[ЦИТИРУЕМЫЙ ТЕКСТ]:

Одна характеризуется тем, что животное сразу получает двухкомпонентное именование тауто– или гетеронимического типа. Так, собаки в доме А. С. Суворина были названы именами персонажей «Каштанки» – гуся Ивана Ивановича и кота Федора Тимофеевича (Вопросы литературы, 1977. № 2. С. 186), причем последнее является воспроизведением имени кота, жившего в доме Чеховых (Вопросы литературы, 1980. № 1. С. 139). Так, гусь, подаренный В. А. Гиляровским В. М. Лаврову, был назван в честь дарителя Василием Алексеевичем (В. А. Гиляровский. Москва газетная), а попугай Иван Демьянович (А. Чехов. Драма на охоте) получил это имя по сходству его носа с носом деревенского лавочника Ивана Демьяновича. Во всех таких случаях имеет место «перенесение готового именования», аналогичное известному в антропонимической практике «наречению имени в чью-либо честь». Внешний наблюдатель, от которого скрыты мотивы выбора именования, может воспринять общую картину как проявление неограниченной свободы выбора патронимического компонента, тогда как с позиции нарекающих этот компонент в каждом данном случае жестко предопределен избранным целым.

[СПИСОК ЗАПИСЕЙ]:
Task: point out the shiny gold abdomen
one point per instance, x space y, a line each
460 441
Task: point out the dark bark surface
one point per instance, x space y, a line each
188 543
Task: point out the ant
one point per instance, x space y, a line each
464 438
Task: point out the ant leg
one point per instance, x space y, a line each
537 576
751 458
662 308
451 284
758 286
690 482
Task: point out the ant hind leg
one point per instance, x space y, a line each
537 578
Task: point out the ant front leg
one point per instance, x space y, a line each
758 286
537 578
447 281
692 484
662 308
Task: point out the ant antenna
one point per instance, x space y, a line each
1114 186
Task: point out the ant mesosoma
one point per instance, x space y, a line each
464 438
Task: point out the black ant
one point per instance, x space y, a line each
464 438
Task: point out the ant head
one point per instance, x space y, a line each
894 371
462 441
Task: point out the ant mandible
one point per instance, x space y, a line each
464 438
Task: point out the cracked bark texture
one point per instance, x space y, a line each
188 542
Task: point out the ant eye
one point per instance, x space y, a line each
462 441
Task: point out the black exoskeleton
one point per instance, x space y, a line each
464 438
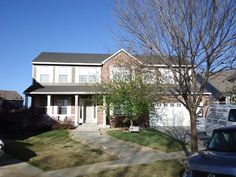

[ТЕКСТ ЗАДАНИЯ]:
Почему, согласно цитируемому тексту, попугай из «Драмы на охоте» получил имя Иван Демьянович?

[ГОТОВЫЙ ОТВЕТ]:
Попугай получил это имя по сходству его носа с носом деревенского лавочника Ивана Демьяновича.